Managing Assets Using Condition Based Management
The condition-based management is the most complex of the approaches introduced in Section 4.2 and requires a commitment to the collection of reliable inventory and condition information over an extended period and the of condition models to predict future deterioration to evaluate the type and timing of various treatment actions in terms of risk and performance.
Using Computerized Management Systems to Optimize Life Cycle Management
For condition-based analysis, computerized management systems are valuable tools for evaluating life cycle strategies. Computerized systems support the larger life cycle management process by providing relevant, reliable information and analysis results to decision makers at the right time.
Condition-based management is common for pavement and bridge assets. Often pavement and bridge decision making is supported by a computerized system that is used to support optimized life cycle management. The results from this analysis provide insights into optimal life cycle strategies for all network assets or for a specific group of assets. These models can be configured to include the effects, maintenance, preservation, rehabilitation, and reconstruction actions. Depending on the type of condition-based modeling approach, uncertainty can also be included.
Various life cycle scenarios can be generated by modifying one or more variables in the analysis. By running multiple network-level scenarios and comparing the results, pavement and bridge management systems can identify viable life cycle strategies and help an agency select the strategy that best achieves the stated objectives.
More information on the use of pavement and bridge management systems is available in the FHWA document, Using a Life Cycle Planning Process to Support Asset Management: A Handbook on Putting the Federal Guidance into Practice. Life cycle planning is a required component of risk-based TAMPs developed by state DOTs (23 CFR 515), that uses computerized asset management systems to establish long-term life cycle strategies for pavements, bridges and other highway assets. NCHRP Report 866, Return on Investment in Transportation Asset Management Systems and Practices, provides an assessment of how state DOTs have implemented asset management systems, including practice examples. The end of this section includes a how-to guide for using a pavement management system for life cycle planning, a requirement for risk-based TAMPs developed by state DOT’s for pavements and bridges on the National Highway System (23 CFR 515).
These computerized systems are designed to develop network-level scenarios for analyzing the impacts of different program variables over long periods of time. Typical pavement management scenarios will cover 10 to 40 years, while bridge management scenarios may need to cover 100 years or more to ensure inclusion of multiple life cycles within the scenario.
Various life cycle scenarios can be generated by modifying one or more variables in the analysis. By running multiple network-level scenarios and comparing results, pavement and bridge management systems can identify viable life cycle strategies and help an agency select a strategy that best achieves the stated objectives.

## Information shown
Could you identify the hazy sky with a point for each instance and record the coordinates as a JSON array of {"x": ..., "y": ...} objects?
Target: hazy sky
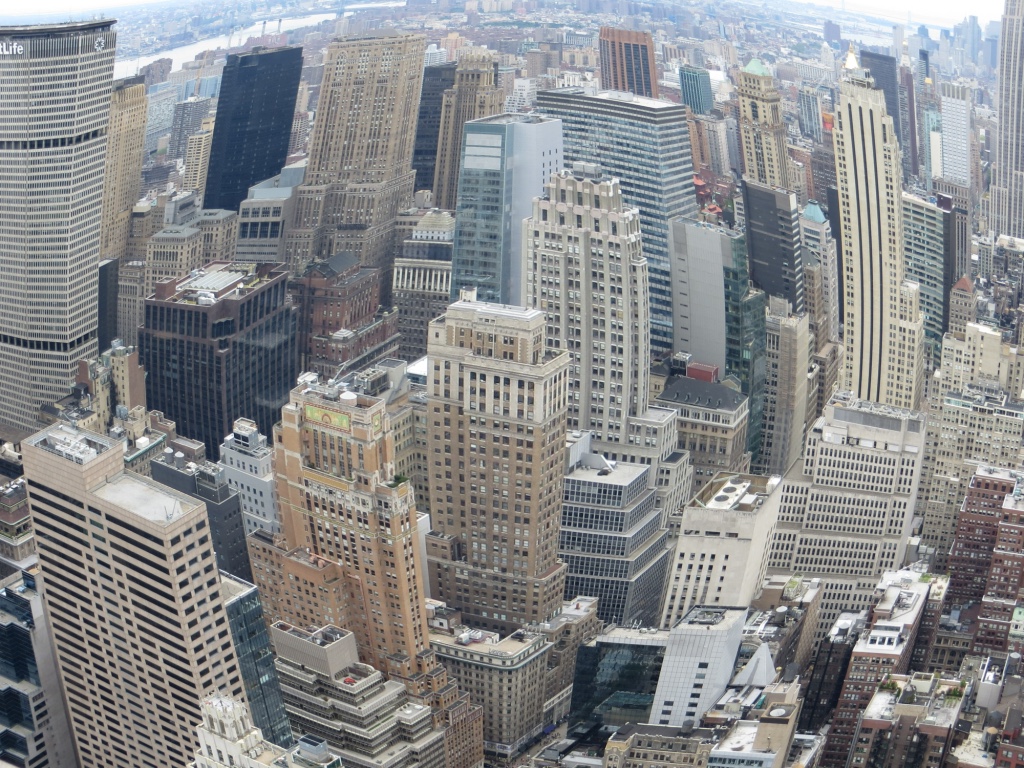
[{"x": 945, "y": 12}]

## Set of tasks
• 1. Transcribe the stretch of the condition-based management text from "Using Computerized Management" through "the right time.".
• 2. According to the condition-based management text, how long may bridge management scenarios need to cover?
• 3. Summarize the condition-based management text in two sentences.

## Problem solutions
• 1.
Using Computerized Management Systems to Optimize Life Cycle Management
For condition-based analysis, computerized management systems are valuable tools for evaluating life cycle strategies. Computerized systems support the larger life cycle management process by providing relevant, reliable information and analysis results to decision makers at the right time.

• 2. Bridge management scenarios may need to cover 100 years or more.

• 3. Condition-based management is the most complex of the approaches discussed and requires reliable inventory and condition information collected over an extended period. It is common for pavement and bridge assets, where computerized management systems run and compare network-level scenarios (typically 10 to 40 years for pavements and 100 years or more for bridges) to identify viable life cycle strategies and help an agency select the one that best achieves its stated objectives.